[WHAT TO WORK ON]
A. In the thread below about a server noticing when a client closes its connection, list the steps of the asker's original plan for handling that closure, in order.
B. In the thread below about a server noticing when a client closes its connection, what does the reply call the best way to handle abnormal disconnects?

[PASSAGE GIVEN]
┄┄┄┄┄┄┄┄┄┄┄┄┄┄┄┄┄┄┄┄

How to notify server that client is closing connection - c

I have a server that is running a select() loop that sometimes continues blocking when the client closes the connection from its side. The select() loop handles all other read/write operations correctly and sets the correct file descriptor in the fd_set, leading me to believe that it is not an issue with the file descriptor setup on the server-side.
The way I planned on handling the client closing the connection was to have the select() break due to activity on the socket (closing it from the client-side), see that the fd was set for that socket, and then try to read from it - and if the read returned 0, then close the connection. However, because the select() doesn't always return when the client side closes the connection, there is no attempt to check the fd_set and subsequently try to read from the socket.
As a workaround, I implemented a "stop code" that the client writes to the server just before closing the connection, and this write causes the select() to break and the server reads the "stop code" and knows to close the socket. The only problem with this solution is the "stop code" is an arbitrary string of bytes that could potentially appear in regular traffic, as the normal data being written can contain random strings that could potentially contain the "stop code". Is there a better way to handle the client closing the connection from its end? Or is the method I described the general "best practice"?
I think my issue has something to do with OpenSSL, as the connection in question is an OpenSSL tunnel, and it is the only file descriptor in the set giving me issues.

The way I planned on handling the client closing the connection was to have the select() break due to activity on the socket (closing it from the client-side), see that the fd was set for that socket, and then try to read from it - and if the read returned 0, then close the connection. However, because the select() doesn't always return when the client side closes the connection, there is no attempt to check the fd_set and subsequently try to read from the socket.
Regardless of whether you are using SSL or not, select() can tell you when the socket is readable (has data available to read), and a graceful closure is a readable condition (a subsequent read operation reports 0 bytes read). It is only abnormal disconnects that select() can't report (unless you use the exceptfds parameter, but even that is not always guaranteed). The best way to handle abnormal disconnects is to simply use timeouts in your own code. If you don't receive data from the client for awhile, just close the connection. The client will have to send data periodically, such as a small heartbeat command, if it wants to stay connected.

┄┄┄┄┄┄┄┄┄┄┄┄┄┄┄┄┄┄┄┄

[DATASET ENTRIES]
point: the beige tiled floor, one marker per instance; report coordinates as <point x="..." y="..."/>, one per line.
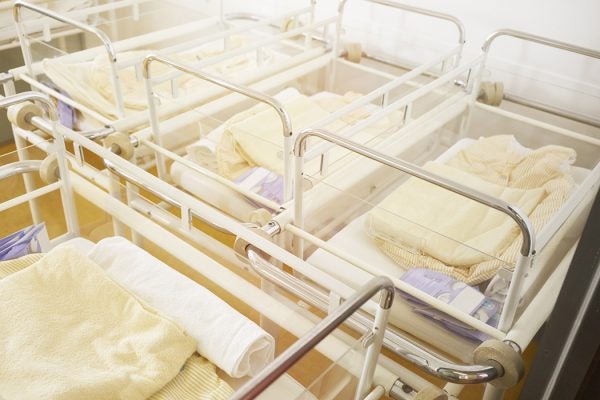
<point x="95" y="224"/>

┄┄┄┄┄┄┄┄┄┄┄┄┄┄┄┄┄┄┄┄

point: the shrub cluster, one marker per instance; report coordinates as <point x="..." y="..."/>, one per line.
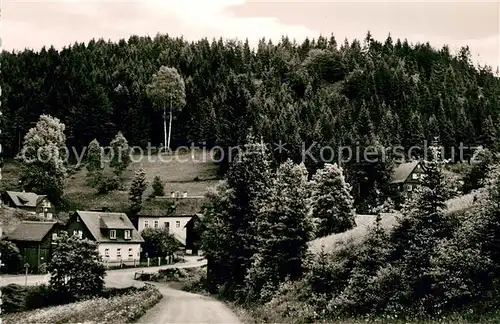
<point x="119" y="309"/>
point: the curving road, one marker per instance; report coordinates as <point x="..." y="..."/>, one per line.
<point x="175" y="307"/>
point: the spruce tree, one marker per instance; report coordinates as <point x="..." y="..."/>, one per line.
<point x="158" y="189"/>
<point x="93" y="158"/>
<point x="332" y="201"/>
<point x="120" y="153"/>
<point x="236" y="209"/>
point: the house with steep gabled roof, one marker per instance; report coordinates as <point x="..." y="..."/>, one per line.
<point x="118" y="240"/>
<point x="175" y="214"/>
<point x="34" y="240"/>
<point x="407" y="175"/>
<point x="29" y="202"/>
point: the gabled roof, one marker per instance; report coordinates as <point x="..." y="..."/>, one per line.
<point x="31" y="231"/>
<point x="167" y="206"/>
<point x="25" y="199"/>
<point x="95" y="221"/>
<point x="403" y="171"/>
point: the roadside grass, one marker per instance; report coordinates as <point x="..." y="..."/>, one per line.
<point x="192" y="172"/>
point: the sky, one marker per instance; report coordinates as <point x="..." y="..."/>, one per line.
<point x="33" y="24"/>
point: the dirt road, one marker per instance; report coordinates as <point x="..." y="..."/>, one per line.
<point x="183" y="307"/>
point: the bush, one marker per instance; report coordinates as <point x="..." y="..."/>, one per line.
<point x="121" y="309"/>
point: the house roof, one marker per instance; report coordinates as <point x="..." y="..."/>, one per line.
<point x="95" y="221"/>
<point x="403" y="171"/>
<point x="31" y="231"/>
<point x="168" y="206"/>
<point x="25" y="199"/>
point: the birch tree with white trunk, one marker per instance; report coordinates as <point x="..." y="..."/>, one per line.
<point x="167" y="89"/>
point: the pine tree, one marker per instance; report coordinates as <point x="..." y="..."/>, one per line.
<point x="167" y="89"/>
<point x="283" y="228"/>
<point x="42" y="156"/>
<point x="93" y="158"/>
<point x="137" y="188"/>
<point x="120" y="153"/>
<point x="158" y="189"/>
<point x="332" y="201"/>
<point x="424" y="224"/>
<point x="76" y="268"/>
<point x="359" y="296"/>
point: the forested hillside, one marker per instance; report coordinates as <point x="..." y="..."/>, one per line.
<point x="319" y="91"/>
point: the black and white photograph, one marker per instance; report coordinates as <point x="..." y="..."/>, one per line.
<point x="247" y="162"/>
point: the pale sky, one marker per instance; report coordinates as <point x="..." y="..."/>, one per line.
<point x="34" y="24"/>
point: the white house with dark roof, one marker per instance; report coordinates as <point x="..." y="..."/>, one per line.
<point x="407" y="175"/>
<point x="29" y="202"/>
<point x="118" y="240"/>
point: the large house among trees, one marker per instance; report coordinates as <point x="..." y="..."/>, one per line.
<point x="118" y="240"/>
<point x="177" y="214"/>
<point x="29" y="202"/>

┄┄┄┄┄┄┄┄┄┄┄┄┄┄┄┄┄┄┄┄

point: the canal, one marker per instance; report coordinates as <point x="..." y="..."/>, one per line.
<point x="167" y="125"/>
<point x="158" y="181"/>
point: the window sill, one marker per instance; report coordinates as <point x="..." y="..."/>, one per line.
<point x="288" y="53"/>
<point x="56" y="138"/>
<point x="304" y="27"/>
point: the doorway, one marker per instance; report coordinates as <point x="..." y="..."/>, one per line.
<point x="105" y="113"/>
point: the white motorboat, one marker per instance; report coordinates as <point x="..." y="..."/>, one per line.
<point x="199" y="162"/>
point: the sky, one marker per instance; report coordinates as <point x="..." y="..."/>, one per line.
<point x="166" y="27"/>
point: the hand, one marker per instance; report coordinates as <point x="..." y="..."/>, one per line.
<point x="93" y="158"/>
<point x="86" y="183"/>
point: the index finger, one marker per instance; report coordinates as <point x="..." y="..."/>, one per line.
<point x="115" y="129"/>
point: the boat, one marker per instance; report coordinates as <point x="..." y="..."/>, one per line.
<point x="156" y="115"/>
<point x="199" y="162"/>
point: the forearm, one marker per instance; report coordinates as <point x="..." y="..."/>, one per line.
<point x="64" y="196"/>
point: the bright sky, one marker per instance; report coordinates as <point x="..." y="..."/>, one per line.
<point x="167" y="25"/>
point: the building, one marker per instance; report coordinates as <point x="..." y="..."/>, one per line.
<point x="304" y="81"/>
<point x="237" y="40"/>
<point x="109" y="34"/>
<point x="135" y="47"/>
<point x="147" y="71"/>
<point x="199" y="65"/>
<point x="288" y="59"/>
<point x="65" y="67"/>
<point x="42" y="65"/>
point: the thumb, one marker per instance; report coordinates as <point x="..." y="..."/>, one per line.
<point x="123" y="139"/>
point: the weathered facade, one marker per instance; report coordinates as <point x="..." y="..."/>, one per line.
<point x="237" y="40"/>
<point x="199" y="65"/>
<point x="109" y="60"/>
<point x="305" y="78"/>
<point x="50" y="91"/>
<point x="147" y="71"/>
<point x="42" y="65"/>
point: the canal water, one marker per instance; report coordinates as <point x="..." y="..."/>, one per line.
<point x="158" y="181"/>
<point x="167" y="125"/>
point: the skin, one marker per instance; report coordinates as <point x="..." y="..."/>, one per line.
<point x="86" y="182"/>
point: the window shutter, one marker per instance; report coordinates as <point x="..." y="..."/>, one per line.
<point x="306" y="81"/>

┄┄┄┄┄┄┄┄┄┄┄┄┄┄┄┄┄┄┄┄

[WORKED ANSWERS]
A.
1. Have select() break because of activity on the socket when the client closes it.
2. See that the fd is set for that socket.
3. Try to read from the socket.
4. If the read returns 0, close the connection.

B. Using timeouts in your own code.